## [EXERCISE]
Reproduce, without any change, the lines below that begin with the one containing "Question. In the picture above, identify the man in dark" and run through the end of the records.
* Begin SUPPLIED MATERIAL *
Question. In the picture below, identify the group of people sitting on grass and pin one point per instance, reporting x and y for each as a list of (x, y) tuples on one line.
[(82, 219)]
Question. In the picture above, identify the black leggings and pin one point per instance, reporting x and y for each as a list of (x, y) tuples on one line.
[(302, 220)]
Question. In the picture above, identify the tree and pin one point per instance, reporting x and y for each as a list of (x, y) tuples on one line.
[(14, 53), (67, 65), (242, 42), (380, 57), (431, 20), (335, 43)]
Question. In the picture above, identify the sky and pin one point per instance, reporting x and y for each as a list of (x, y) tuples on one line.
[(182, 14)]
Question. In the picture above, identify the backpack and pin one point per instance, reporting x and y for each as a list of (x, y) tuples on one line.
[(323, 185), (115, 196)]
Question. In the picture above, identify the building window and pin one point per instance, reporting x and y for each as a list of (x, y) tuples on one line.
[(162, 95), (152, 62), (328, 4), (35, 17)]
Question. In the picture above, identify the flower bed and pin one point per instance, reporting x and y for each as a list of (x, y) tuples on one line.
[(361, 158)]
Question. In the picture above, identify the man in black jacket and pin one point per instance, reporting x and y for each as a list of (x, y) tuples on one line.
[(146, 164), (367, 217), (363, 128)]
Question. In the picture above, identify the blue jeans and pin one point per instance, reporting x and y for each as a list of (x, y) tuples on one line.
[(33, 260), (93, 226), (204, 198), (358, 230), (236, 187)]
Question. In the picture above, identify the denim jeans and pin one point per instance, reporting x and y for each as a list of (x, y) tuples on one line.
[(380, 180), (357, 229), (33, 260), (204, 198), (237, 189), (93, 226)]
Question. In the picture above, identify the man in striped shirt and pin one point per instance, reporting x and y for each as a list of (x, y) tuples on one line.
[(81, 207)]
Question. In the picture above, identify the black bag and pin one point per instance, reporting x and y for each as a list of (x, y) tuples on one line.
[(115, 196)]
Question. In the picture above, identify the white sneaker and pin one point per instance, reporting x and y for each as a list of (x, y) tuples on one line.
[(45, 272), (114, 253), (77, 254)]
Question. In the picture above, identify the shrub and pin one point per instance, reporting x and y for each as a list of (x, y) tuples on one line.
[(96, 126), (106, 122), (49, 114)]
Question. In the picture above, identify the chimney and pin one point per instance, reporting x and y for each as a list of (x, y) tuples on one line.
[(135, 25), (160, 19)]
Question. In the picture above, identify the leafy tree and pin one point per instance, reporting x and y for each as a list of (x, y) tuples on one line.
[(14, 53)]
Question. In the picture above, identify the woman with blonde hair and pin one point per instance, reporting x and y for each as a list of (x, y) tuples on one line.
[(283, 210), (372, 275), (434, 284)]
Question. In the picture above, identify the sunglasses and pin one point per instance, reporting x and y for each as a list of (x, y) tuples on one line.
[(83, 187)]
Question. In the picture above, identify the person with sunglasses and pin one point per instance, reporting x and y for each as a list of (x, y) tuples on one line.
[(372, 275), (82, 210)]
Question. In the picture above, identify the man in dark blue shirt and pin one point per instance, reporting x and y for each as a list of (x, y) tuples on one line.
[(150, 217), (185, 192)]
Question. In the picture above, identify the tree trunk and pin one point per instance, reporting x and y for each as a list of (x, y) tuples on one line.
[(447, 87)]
* End SUPPLIED MATERIAL *
## [OUTPUT BELOW]
Question. In the picture above, identify the man in dark blue shirt and pin one point per instance, reporting x and y for each as a list of (x, y) tuples on one line.
[(150, 217), (185, 192)]
Question. In the picture above, identify the tree trunk and pin one point per instance, reporting x and y for each as a list of (x, y) tuples on one line.
[(447, 87)]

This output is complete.